(Collected data entries)
* START *

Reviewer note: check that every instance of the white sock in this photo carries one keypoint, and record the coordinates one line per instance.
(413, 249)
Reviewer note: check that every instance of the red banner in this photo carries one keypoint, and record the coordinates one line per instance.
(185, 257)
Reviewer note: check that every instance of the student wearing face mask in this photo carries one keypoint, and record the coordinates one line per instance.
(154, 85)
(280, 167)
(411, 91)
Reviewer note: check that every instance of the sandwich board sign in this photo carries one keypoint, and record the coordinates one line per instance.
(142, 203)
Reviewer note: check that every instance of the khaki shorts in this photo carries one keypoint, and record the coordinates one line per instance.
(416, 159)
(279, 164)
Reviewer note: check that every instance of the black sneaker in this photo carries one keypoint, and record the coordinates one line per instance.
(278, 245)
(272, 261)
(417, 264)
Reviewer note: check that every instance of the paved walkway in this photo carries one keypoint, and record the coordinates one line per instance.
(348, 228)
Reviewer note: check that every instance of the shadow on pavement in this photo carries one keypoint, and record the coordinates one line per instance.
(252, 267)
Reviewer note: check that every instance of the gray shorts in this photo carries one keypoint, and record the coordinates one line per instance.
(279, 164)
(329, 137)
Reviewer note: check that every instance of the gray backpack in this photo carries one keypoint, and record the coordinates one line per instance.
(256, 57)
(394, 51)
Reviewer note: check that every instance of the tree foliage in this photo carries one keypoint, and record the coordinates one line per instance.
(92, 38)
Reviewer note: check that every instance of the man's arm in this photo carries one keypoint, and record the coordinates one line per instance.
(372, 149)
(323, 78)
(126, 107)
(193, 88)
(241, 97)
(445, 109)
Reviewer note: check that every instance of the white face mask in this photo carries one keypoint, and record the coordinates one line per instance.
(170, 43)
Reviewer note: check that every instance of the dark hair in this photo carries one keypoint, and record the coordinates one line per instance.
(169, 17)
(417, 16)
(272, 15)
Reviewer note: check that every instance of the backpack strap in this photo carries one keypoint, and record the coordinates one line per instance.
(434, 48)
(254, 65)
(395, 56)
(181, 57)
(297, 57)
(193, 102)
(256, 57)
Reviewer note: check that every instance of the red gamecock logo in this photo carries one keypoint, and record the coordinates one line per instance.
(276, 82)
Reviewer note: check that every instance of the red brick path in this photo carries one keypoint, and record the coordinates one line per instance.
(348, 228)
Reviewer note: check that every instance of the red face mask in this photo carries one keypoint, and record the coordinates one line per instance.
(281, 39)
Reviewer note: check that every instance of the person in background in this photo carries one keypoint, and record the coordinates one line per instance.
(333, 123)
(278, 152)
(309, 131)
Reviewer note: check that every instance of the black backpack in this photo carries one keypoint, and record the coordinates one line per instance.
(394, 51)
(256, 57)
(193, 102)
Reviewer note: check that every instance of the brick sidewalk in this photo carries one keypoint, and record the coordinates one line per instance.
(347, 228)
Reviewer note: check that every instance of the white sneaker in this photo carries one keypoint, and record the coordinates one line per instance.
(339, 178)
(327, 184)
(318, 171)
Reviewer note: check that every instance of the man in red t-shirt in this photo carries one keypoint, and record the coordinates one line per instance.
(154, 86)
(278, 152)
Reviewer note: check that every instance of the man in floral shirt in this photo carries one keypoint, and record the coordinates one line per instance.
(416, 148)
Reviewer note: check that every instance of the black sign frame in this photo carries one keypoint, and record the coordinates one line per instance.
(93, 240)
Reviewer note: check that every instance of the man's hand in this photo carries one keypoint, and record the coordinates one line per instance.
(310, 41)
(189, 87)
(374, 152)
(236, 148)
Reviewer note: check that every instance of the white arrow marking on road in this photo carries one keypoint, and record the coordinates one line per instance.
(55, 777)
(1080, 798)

* END *

Copy every row above verbatim, keeping each line and character unchanged.

Reviewer note: check that every instance of the white sock in this photo carries one keypoint, and record the coordinates one line per instance.
(413, 249)
Reviewer note: check that every instance of the red banner in this photo carries one keypoint, and record the coordinates one line per instance.
(185, 257)
Reviewer note: check that every instance of the student wearing face mask in this photo carries one keypoint, and record the coordinates one line per instance.
(154, 85)
(280, 167)
(411, 91)
Reviewer note: check that every instance of the sandwich board sign in this photo carries one keypoint, and record the coordinates one line per instance.
(142, 203)
Reviewer note: check that every instance of the khaki shorts in this photo carries one keypoint, and record the coordinates one line per instance.
(416, 159)
(279, 164)
Reviewer note: check that every instance of the black sneaker in this photo carries one keypoint, and record the coordinates one line per instance.
(278, 245)
(272, 261)
(417, 264)
Reviewer note: check that every instance of the paved walkway in this photo carries one keypoint, and record the coordinates one line per instance.
(348, 228)
Reviewer note: check that every instance of the shadow on pavement in this photo carries one keypoint, and record the coordinates one line per instance.
(252, 267)
Reviewer note: check that every instance of the gray shorts in this photo carries one keypoint, and record the coordinates one line per instance.
(279, 164)
(329, 137)
Reviewer note: check that every instance of the gray backpack in this photo carries one keypoint, and record the coordinates one line per instance.
(256, 57)
(394, 51)
Reviewer note: check that every instance of the tree foliage in this photo carries one keypoint, and record the coordinates one line per instance.
(92, 38)
Reviewer note: check that every instance of the man's arm in this photo carries one keypoint, and record the coordinates one line per instance.
(372, 149)
(323, 78)
(126, 107)
(193, 88)
(241, 97)
(445, 109)
Reviewer note: check that every instance of the white face mask in this photo carries one keypoint, and record the coordinates one line per instance.
(170, 43)
Reviewer note: check that every instance of the dark hair in this photo carries one keypoint, and record the coordinates one line per instance.
(169, 17)
(417, 16)
(272, 15)
Reviewer note: check that every instance of the backpack strap in this photo carries one keypoint, and record the coordinates one line per instance.
(434, 48)
(254, 65)
(395, 56)
(181, 57)
(297, 57)
(193, 102)
(256, 57)
Reviewer note: check that every instance of the red gamecock logo in this photo carries one keypoint, and record the coordinates one line per instance.
(276, 82)
Reviewer note: check that every instance of the red brick path in this photo carries one keypoint, and record the coordinates one line per instance.
(348, 228)
Reviewer note: check that every instance of the red face mask in this photo carries one keypoint, and record the coordinates one line per instance.
(281, 39)
Reviewer note: check that every instance of the person in background in this photo carries one keypoint, and record the coordinates one line per instance.
(333, 123)
(278, 152)
(309, 131)
Reviewer note: check that every instance of the black backpack in this photo carries one keypoint, and record the coordinates one line per instance.
(394, 51)
(256, 57)
(193, 102)
Reviewer note: check that every instance of the brick sidewalk in this photo carries one keypoint, and record the coordinates one line per instance.
(347, 228)
Reviewer note: check that every instance of the white sneaker in this photo carries one keypoint, and record the coordinates one line per instance.
(339, 178)
(327, 184)
(318, 171)
Reviewer note: check that every instance of the man in red t-shirt in this photo carries one keypoint, and record the coordinates one line per instance.
(154, 86)
(278, 152)
Reviewer note: check that every instance of the man in floral shirt in this photo carries one keypoint, and record the coordinates one line per instance.
(416, 148)
Reviewer note: check that every instance of the black sign frame in this photo carries one keypoint, and record the coordinates one line per instance.
(93, 240)
Reviewer note: check that every instance of the man's hand in this photo carries one keypoint, and record the coordinates one line per instance.
(310, 41)
(189, 87)
(374, 152)
(236, 148)
Reviewer note: check that every instance of the white arrow marking on road in this photo carries one keypoint, and record the coordinates one line per instance.
(55, 777)
(1080, 798)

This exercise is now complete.